> [PROBLEM DESCRIPTION]
Rewrite every line from the one that contains "Indicate one point per instance of the ground" through the end of the records, scaling each x and y coordinate by 1.5 and rounding to a whole number, with halves rounded up. Leave all other text as it stands, and omit the pictures from your answer.

(Recorded data)
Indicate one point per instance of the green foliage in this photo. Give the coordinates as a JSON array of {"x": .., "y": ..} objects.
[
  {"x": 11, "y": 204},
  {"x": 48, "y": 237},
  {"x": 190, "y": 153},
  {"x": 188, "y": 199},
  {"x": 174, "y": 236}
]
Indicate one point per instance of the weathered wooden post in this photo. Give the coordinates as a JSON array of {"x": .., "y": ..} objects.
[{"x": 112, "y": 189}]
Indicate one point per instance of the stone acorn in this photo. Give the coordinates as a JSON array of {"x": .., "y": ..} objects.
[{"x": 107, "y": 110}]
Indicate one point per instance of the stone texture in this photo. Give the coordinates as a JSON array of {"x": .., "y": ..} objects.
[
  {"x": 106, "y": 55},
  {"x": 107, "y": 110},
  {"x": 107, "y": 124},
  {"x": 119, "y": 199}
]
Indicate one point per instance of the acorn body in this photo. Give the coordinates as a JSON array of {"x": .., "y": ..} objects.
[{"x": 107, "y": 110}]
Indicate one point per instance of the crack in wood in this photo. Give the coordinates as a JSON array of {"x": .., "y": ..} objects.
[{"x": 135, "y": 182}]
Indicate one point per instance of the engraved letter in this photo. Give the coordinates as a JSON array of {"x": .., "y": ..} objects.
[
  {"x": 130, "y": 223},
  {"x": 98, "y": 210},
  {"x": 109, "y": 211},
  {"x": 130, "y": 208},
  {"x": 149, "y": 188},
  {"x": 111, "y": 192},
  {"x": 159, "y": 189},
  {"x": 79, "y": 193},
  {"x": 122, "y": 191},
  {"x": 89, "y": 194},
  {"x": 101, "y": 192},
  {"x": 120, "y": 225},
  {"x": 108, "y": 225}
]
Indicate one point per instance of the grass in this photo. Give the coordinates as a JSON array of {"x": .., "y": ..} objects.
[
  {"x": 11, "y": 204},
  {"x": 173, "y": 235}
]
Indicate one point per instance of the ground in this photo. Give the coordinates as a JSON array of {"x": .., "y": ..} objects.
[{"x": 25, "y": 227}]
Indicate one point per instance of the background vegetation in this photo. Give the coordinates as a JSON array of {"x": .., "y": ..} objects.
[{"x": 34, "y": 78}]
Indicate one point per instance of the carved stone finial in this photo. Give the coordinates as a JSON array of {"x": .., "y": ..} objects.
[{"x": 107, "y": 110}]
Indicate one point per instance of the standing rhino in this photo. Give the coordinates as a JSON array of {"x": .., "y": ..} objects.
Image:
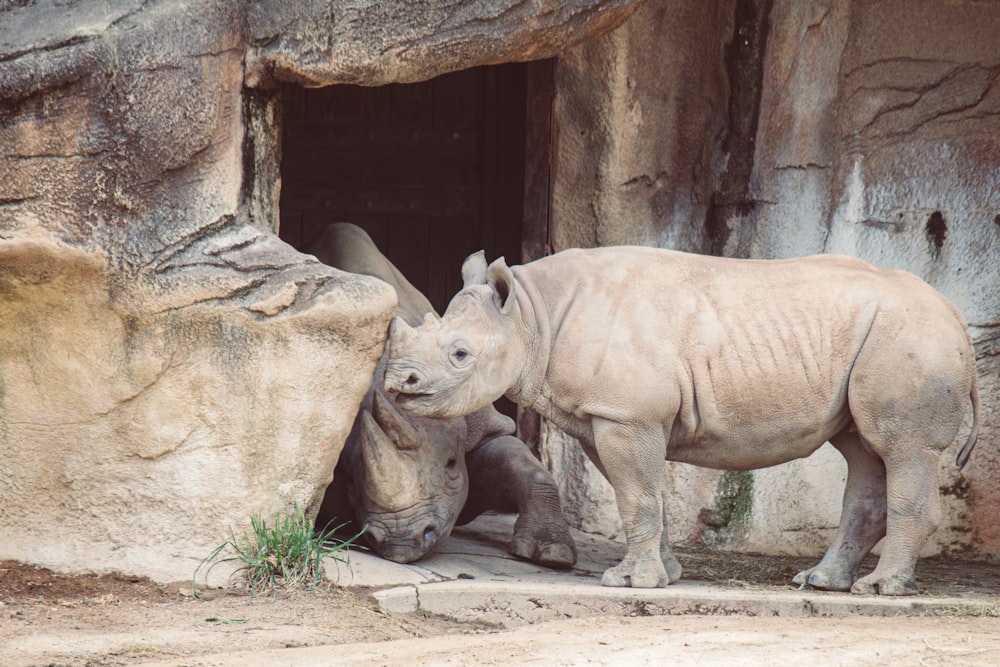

> [OUTPUT FOR THIS EXERCISE]
Indicate one point per instance of the ground in this photo. Give the coordinates as a JSON array of {"x": .., "y": ..} objects.
[{"x": 38, "y": 341}]
Indicate one point per instance of the background vegetation in this photo. Give the coordinates as a JSON array of {"x": .., "y": ..} objects.
[{"x": 51, "y": 117}]
Indicate one point per instance of the carved stone finial in this photo. Give the coordinates as a JSON array of {"x": .., "y": ..} objects.
[{"x": 161, "y": 165}]
Indicate one point per instance of the standing rhino in this photo. Give the coordinates as a JSON array of {"x": .., "y": ..} objects.
Image:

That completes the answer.